WORK TO COMPLETE → Return, word for word, the lines of the records from the line containing "Can you find the bare skin" through the line containing "point(84, 86)", including both of those lines.

Pointing and labeling entries:
-------------------------

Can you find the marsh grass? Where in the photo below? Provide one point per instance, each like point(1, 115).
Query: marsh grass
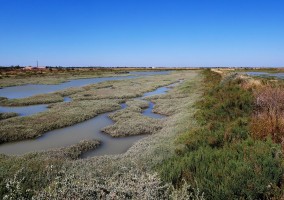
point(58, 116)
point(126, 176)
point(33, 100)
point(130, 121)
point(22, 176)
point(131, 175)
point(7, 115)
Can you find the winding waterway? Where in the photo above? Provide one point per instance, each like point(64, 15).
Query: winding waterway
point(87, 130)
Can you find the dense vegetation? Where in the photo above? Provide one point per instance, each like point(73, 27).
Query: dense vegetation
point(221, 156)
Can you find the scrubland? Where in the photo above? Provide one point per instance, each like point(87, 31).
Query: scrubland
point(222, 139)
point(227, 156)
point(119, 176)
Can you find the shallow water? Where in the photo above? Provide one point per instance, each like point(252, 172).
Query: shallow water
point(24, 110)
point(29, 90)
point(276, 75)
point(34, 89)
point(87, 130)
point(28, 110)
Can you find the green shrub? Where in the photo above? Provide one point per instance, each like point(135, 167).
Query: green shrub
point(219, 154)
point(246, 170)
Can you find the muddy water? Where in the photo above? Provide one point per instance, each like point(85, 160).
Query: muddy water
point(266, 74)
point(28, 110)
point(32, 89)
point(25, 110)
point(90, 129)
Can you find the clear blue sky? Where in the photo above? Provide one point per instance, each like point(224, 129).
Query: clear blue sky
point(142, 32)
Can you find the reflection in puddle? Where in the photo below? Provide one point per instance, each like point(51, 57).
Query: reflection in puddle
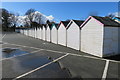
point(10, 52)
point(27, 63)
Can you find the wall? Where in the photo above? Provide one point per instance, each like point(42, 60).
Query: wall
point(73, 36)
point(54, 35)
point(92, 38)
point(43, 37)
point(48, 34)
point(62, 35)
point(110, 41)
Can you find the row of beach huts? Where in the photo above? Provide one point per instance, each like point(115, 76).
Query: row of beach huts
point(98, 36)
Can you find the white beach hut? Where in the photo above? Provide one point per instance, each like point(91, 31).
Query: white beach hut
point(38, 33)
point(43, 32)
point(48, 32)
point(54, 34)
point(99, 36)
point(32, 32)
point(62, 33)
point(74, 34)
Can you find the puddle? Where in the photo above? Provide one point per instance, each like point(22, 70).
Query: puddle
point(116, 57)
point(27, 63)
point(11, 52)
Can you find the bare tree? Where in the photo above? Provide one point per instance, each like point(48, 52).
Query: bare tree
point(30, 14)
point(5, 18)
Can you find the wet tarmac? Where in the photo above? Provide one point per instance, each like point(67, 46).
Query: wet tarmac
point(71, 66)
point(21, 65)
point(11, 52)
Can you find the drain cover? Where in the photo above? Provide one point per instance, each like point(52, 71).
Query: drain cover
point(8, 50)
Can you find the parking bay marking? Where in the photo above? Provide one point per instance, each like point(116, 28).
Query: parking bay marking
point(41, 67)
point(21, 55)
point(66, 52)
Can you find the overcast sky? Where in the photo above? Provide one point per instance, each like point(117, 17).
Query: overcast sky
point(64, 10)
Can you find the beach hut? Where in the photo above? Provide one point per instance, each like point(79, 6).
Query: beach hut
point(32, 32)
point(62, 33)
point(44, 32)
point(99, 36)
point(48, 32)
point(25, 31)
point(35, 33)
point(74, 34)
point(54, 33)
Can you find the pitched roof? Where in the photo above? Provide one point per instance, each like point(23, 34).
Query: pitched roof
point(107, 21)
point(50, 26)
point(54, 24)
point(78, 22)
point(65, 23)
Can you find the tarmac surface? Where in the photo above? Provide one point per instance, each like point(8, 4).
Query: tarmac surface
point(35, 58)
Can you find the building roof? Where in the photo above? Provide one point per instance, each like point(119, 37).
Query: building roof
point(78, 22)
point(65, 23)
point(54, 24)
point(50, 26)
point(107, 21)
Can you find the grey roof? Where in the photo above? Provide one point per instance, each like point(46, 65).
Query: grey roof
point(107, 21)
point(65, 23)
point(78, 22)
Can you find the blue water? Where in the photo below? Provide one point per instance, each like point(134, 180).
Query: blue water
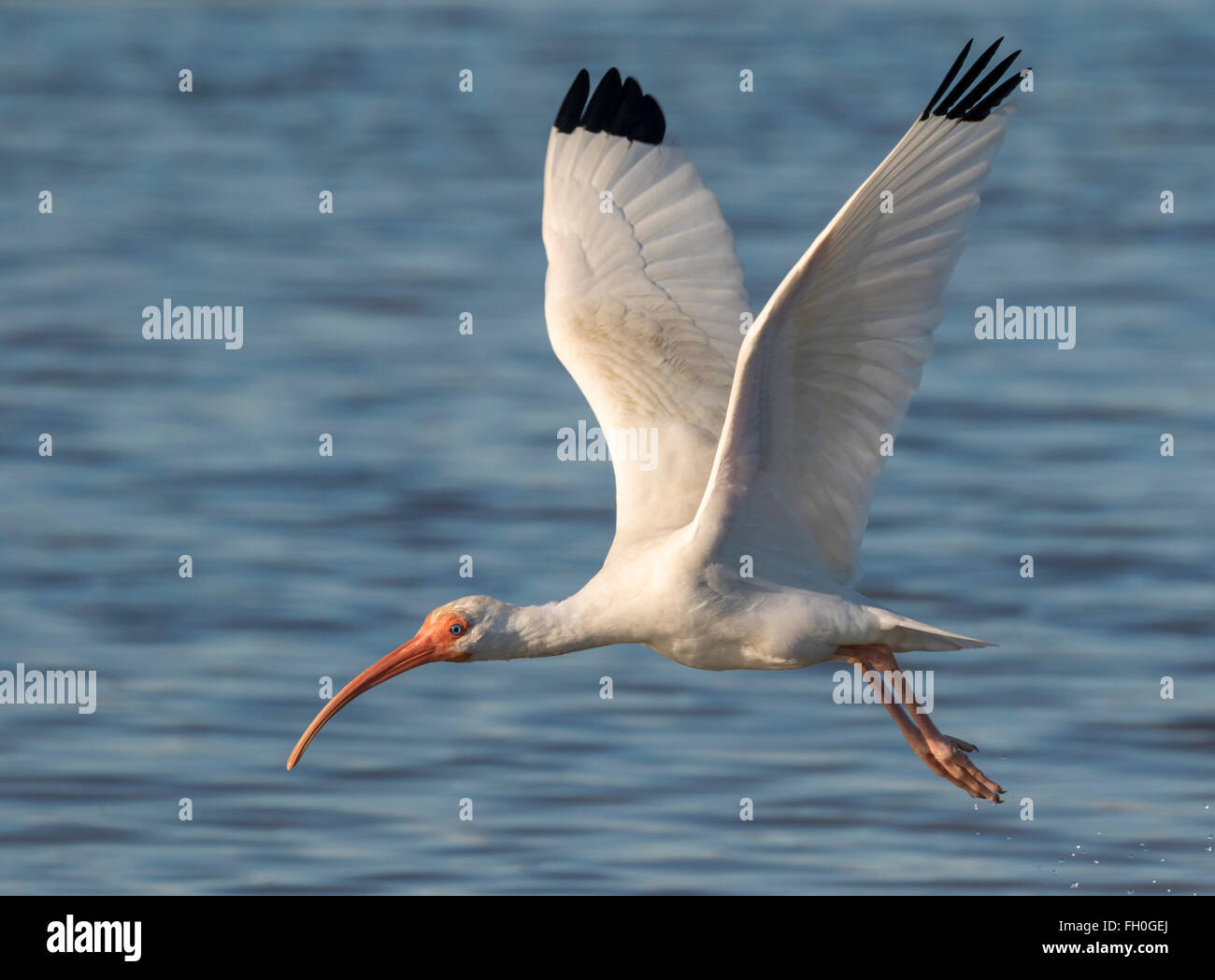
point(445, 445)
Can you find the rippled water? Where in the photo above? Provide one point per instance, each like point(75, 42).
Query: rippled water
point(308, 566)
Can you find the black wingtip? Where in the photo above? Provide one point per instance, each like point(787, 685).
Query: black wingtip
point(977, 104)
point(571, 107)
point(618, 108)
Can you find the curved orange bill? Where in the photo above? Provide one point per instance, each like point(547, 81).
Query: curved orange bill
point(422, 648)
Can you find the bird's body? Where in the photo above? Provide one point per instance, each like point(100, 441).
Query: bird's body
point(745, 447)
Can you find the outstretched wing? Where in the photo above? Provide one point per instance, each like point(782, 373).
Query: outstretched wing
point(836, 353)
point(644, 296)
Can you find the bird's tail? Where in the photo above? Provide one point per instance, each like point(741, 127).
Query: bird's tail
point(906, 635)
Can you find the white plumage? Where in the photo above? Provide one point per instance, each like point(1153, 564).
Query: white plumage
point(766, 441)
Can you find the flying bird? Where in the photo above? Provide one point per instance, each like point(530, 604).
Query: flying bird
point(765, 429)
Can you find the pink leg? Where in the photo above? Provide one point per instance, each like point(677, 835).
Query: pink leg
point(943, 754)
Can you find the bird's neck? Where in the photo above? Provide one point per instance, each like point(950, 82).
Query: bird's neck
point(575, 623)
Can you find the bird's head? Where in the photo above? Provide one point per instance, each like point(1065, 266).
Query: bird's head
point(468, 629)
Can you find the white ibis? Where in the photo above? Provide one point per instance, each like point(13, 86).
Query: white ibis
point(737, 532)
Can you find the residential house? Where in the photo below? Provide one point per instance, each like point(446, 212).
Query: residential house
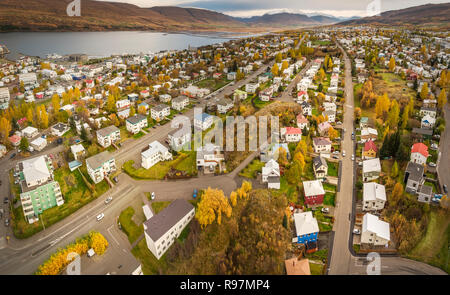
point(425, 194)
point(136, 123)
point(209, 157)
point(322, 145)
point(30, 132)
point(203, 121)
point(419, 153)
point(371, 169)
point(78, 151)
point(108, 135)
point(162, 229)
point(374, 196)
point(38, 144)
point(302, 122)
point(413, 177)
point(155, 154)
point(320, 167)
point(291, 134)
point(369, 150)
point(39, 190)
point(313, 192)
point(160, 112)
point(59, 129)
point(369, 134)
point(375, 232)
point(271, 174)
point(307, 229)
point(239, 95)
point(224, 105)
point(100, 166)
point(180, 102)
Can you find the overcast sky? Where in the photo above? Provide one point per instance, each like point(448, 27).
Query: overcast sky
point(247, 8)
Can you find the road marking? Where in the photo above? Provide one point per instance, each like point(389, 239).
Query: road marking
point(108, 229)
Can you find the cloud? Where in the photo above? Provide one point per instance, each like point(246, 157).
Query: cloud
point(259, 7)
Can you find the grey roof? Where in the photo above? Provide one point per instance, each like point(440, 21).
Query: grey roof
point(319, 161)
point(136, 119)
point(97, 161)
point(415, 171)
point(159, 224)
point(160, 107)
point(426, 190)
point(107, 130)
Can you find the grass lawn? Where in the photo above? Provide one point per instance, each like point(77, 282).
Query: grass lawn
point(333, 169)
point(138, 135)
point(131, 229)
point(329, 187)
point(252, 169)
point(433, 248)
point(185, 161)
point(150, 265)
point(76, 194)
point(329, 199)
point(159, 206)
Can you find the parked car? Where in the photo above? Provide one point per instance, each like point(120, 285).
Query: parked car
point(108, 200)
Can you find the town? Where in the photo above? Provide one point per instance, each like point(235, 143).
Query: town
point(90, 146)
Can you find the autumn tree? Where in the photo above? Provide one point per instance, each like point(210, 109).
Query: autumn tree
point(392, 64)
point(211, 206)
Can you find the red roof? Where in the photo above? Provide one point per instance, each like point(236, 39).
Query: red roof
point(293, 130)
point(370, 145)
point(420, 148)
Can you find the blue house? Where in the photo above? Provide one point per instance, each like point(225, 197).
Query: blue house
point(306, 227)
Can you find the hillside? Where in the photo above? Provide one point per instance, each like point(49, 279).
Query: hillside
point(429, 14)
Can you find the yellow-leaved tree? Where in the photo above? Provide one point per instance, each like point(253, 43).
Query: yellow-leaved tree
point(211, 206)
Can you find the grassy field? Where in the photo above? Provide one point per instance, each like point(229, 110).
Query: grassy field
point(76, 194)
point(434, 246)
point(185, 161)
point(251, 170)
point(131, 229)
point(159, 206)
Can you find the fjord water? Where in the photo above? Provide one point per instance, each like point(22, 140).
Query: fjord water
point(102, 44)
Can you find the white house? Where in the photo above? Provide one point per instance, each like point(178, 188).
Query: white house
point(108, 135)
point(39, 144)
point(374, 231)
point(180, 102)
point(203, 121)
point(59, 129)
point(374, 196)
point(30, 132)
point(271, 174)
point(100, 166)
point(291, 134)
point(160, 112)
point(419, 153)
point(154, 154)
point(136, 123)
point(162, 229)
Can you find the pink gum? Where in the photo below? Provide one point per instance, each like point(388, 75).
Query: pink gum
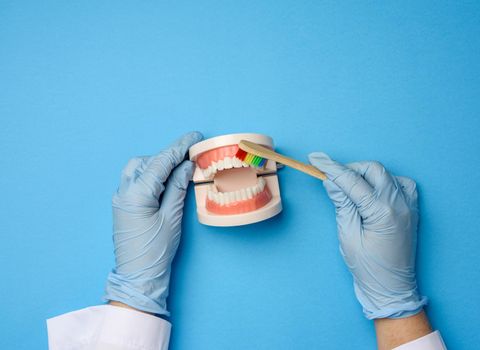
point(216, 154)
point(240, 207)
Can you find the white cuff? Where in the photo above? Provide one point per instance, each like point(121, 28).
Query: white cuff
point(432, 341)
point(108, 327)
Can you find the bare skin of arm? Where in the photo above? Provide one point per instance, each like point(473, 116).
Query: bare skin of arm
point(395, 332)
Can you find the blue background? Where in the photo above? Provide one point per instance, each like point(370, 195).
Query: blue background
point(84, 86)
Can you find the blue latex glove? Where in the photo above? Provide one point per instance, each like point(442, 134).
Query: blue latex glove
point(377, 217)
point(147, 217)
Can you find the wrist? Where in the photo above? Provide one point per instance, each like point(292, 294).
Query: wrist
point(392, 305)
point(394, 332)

-------------------------

COMPLETE RESPONSE →
Can you find the bare skin of arm? Where in the photo above? Provide one point per instance, each like point(473, 116).
Query: bare skin of arm
point(395, 332)
Can you find the blue background? Where in the photo above? Provide one point per instance, each like point(370, 195).
Query: blue background
point(84, 86)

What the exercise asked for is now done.